Pick up the passage on immersive art after its closing question and write the next part.

[PASSAGE]
________________
Should immersive art welcome the free publicity? On the positive side, it increases revenue to the often-underfunded creative sector, and it bolsters access to art for those who feel excluded by high-brow galleries and museums. Or, should we admonish the dumbing down and corporatization of one of humanity’s greatest intellectual and cultural pursuits? Rather than conclude in strict “yes” or “no” answers, these questions can instead prompt thoughtful exploration into the intentions and outcomes of immersive art projects.
“True immersive art experiences ask us to use something called narrative transport. This is the idea of losing yourself in a story or getting caught up in one. When narrative transport is used properly, one of the values of the immersive experience is that it imparts a more profound meaning to the participant through use of kinetic sympathy, or accessing emotions by interacting with something. When narrative transport is used for something else—like advertising—it cheapens the whole label of immersive.”1
When it comes to art in any form, I’m a believer that all of it is valuable in its own way. Whether it’s a paint-by-numbers kit or an elaborate full-length opera, it’s all good for something. However, I also believe in applying a critical eye to the arts for the sake of education and advancement. As we develop the canon of 21st-century immersive art, we must also develop a rubric and language for evaluating it. What makes a high-quality immersive art experience? How does it move beyond superficial awe and photo backdrops to become transformative, profound, and intellectually challenging?
________________
[GIVEN MATERIAL]
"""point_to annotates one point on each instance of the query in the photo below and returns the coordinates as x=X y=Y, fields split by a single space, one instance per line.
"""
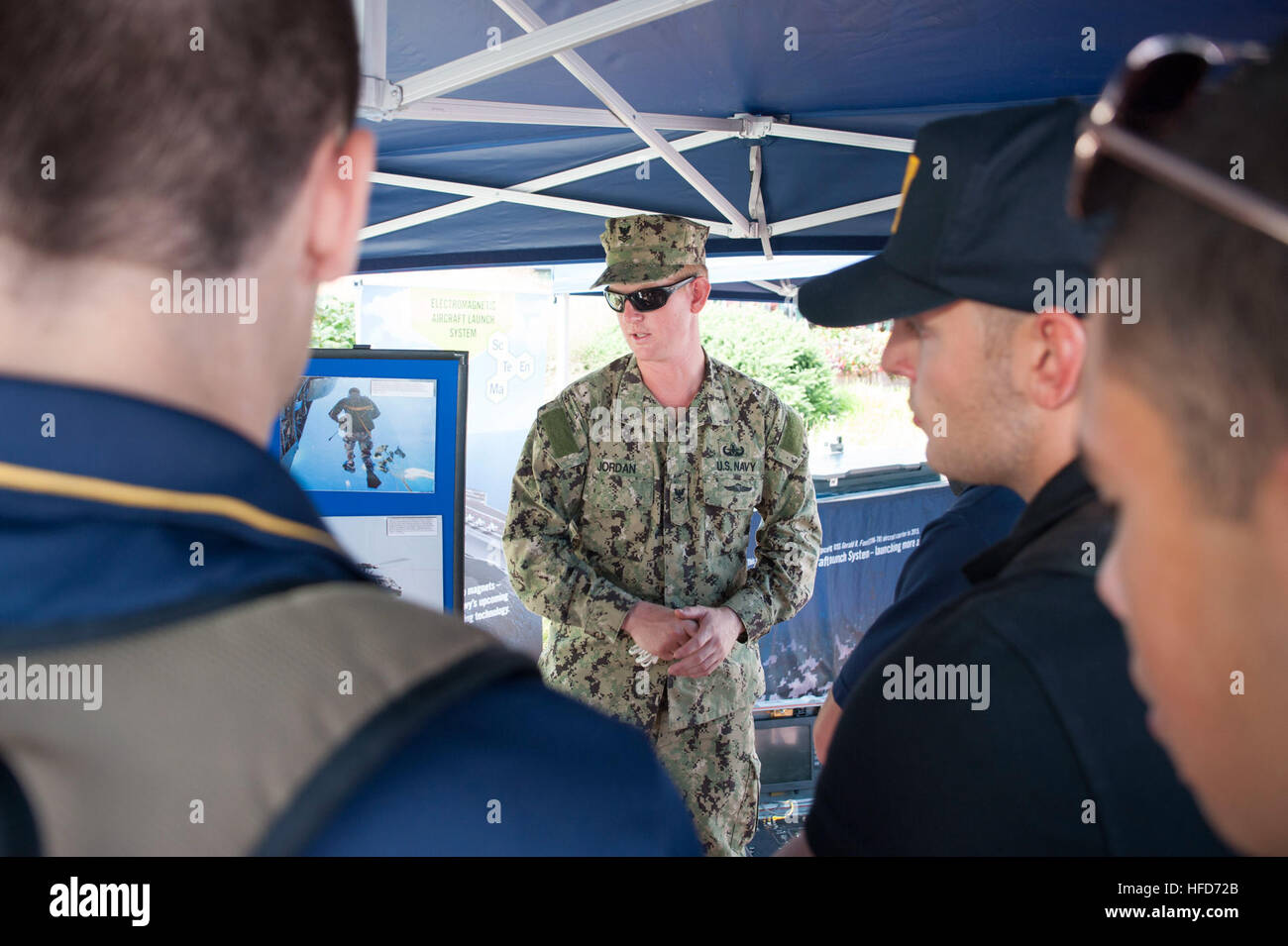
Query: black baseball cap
________________
[OUTPUT OF THE EXERCISE]
“We cannot resurrect the old system of art. Nor can we simply wish away the break that split apart the old system of art, arrogating intellect, imagination, and grace to fine art and disparaging craft and popular culture as the realm of mere technique, utility, entertainment, and profit. Like other dualisms that have plagued our culture, the divisions of the fine art system can only be transcended through a continuing struggle.”25
Just as in other art disciplines, evaluation investigates form and function: High-quality craftsmanship and technique, appealing aesthetics achieved through principles of design, compelling storylines, and a cohesive concept that is legible to the viewer are fundamental components of a successful work of art. Work should build upon historical references in innovative ways while contributing to contemporary conversations. Great artwork suspends time, stirs emotion, makes you view the world differently, and stays with you for years to come. Evaluating art of any kind is, of course, highly subjective, but the exercise is nonetheless important.
Conclusion
As much as immersive art experiences are enjoying a rise in popularity, they are also subject to a great deal of skepticism—from the general public due to their unconventionality, and from the art world due to their popular appeal. As Sarah Howard pointed out to me, this is not unlike any other medium of art experiencing a new rise in popularity: It took photographers decades to be considered artists; digital art wasn’t taken seriously until the 2010s; and today, we raise an eyebrow at NFTs. The immersive art field has a long road ahead to prove its chops and lower eyebrows, but I believe Tampa Bay has the talent and grit to take it on.
Thank you to the arts and culture leaders in the Tampa Bay community who took the time to speak with me on this topic: Janine Awai, Crab Reckoner at Crab Devil; Devon Brady, CEO of Crab Devil; the team at Fairgrounds St. Pete; Sarah Howard, Curator of Public Art and Social Practice for the Institute for Research in Art at the University of South Florida (USF); Noelle Mason, artist and professor at USF; and Tracy Midulla, Director of Tempus Projects. Learn more about Fairgrounds St. Pete at https://fairgrounds.art and Crab Devil at https://crabdevil.com.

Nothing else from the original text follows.